Output the entries from the line that contains "trace cinnamon stick pair" up to and including the line that contains "74 519 L 115", unchanged and with the pictures left out.

Start

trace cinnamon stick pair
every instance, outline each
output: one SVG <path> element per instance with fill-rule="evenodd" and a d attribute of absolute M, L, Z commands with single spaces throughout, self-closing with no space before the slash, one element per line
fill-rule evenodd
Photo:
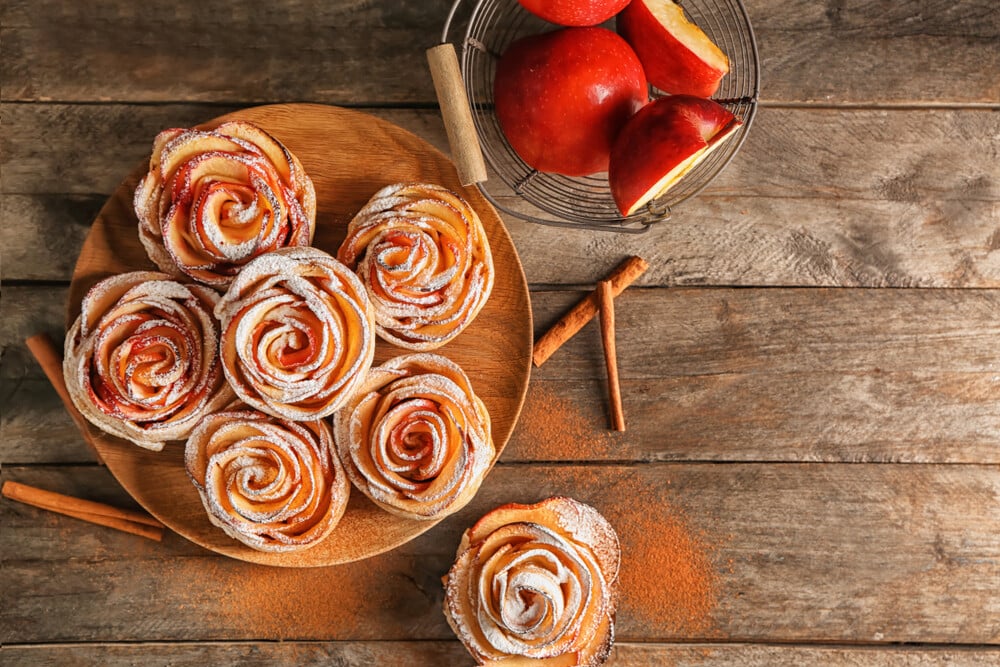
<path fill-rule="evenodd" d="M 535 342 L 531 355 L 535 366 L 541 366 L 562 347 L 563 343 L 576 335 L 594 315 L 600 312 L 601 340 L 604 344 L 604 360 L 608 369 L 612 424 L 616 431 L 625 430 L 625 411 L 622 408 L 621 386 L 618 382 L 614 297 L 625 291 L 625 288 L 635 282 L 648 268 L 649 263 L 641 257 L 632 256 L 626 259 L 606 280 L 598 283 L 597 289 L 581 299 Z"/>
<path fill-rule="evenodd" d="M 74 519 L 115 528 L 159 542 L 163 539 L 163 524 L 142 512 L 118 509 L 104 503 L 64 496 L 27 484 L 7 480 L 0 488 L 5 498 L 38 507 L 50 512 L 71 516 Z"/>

End
Start

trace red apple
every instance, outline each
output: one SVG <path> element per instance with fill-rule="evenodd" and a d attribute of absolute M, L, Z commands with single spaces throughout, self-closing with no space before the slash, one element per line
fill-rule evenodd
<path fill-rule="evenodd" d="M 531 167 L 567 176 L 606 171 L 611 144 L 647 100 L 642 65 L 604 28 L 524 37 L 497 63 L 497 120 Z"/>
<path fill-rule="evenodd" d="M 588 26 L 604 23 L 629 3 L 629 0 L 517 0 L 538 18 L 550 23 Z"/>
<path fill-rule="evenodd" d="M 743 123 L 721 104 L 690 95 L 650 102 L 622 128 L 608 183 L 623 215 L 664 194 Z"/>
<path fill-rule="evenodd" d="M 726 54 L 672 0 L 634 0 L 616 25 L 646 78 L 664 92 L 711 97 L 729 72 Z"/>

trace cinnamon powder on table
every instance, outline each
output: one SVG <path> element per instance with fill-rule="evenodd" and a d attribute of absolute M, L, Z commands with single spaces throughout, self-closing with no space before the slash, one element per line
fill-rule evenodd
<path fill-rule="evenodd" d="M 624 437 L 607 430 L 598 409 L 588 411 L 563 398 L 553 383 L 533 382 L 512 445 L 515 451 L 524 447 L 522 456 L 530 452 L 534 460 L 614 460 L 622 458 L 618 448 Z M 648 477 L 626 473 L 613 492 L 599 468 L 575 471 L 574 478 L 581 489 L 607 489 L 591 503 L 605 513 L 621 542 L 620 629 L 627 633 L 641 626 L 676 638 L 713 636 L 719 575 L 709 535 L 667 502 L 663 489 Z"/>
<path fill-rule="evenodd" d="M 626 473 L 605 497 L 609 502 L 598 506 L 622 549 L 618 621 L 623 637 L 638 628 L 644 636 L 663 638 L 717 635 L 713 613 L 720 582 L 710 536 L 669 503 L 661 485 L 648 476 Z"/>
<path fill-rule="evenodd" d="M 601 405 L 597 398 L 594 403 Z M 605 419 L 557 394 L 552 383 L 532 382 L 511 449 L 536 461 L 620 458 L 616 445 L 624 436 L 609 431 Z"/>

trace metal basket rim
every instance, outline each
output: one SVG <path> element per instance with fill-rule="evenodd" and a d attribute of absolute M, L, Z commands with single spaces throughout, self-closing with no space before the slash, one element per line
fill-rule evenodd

End

Task solution ::
trace cinnamon stick pair
every instance, outline each
output: one SVG <path> element per instance with fill-rule="evenodd" and a d attribute of absolute M, L, Z commands with single spaces throughout, self-closing with no space before the slash, one element per line
fill-rule evenodd
Photo:
<path fill-rule="evenodd" d="M 535 342 L 531 355 L 535 366 L 541 366 L 562 347 L 563 343 L 576 335 L 594 315 L 600 312 L 601 340 L 604 344 L 604 360 L 608 369 L 612 424 L 616 431 L 625 430 L 625 411 L 622 408 L 621 386 L 618 382 L 614 297 L 625 291 L 625 288 L 635 282 L 648 268 L 649 263 L 641 257 L 632 256 L 626 259 L 606 280 L 598 283 L 597 289 L 581 299 Z"/>
<path fill-rule="evenodd" d="M 74 519 L 115 528 L 159 542 L 163 539 L 163 524 L 142 512 L 118 509 L 104 503 L 64 496 L 27 484 L 7 480 L 0 488 L 5 498 L 38 507 L 50 512 L 71 516 Z"/>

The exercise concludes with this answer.